What you are asked to do - Set down the stretch from "Submitting a job" through "PBSPro options follow." in the Aurora job-running text word for word.
--- start of Passage to read ---
Running Jobs on Aurora

Queues

There is a single routing queue in place called EarlyAppAccess which submits to the lustre_scaling queue. The total number of nodes available on this queue is changing often.

Queue Policy

  • EarlyAppAccess (routing queue) : 100 queued jobs per-user
  • lustre_scaling (execution queue) : 10 running jobs per-user; max walltime : 6 hours; max nodecount : 9090 (subject to change)

Submitting a job

Note: Jobs should be submitted only from your allocated project directory and not from your home directory or from /soft/modulefiles. Submitting an interactive job from /soft/modulefiles will result in your job ending abruptly.

For example, a one-node interactive job can be requested for 30 minutes with the following command, where [your_ProjectName] is replaced with an appropriate project name.

qsub -l select=1 -l walltime=30:00 -A [your_ProjectName] -q EarlyAppAccess -I

Recommended PBSPro options follow.

#!/bin/sh
#PBS -A [your_ProjectName]
#PBS -N
#PBS -l walltime=[requested_walltime_value]
#PBS -k doe
#PBS -l place=scatter
#PBS -q EarlyAppAccess

Working Around Node Failures

As Aurora is still a pre-production supercomputer, node failures are a fact of life. If you would like to increase the chances that a large job does not terminate due to a node failure, you may choose to interactively route your MPI job around nodes that fail during your run. To do this, you must run interactively and use must manually adjust your run on the fly to remove nodes that have been marked as failed.
--- end of Passage to read ---
--- start of Information supplied ---
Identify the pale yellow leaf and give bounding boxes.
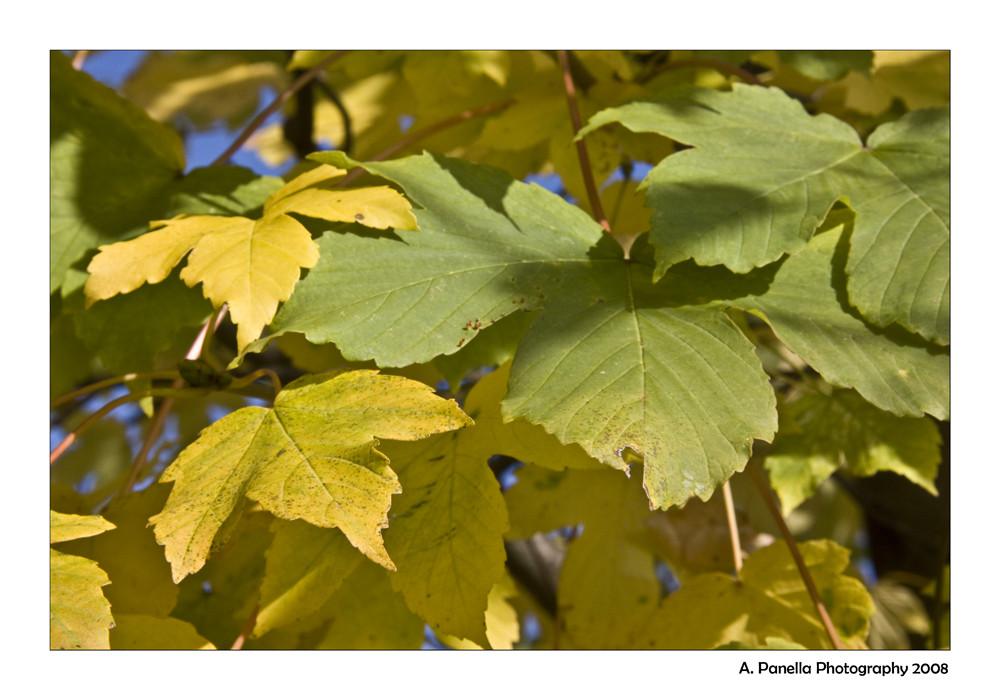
--- end of Information supplied ---
Expected output -
Submitting a job

Note: Jobs should be submitted only from your allocated project directory and not from your home directory or from /soft/modulefiles. Submitting an interactive job from /soft/modulefiles will result in your job ending abruptly.

For example, a one-node interactive job can be requested for 30 minutes with the following command, where [your_ProjectName] is replaced with an appropriate project name.

qsub -l select=1 -l walltime=30:00 -A [your_ProjectName] -q EarlyAppAccess -I

Recommended PBSPro options follow.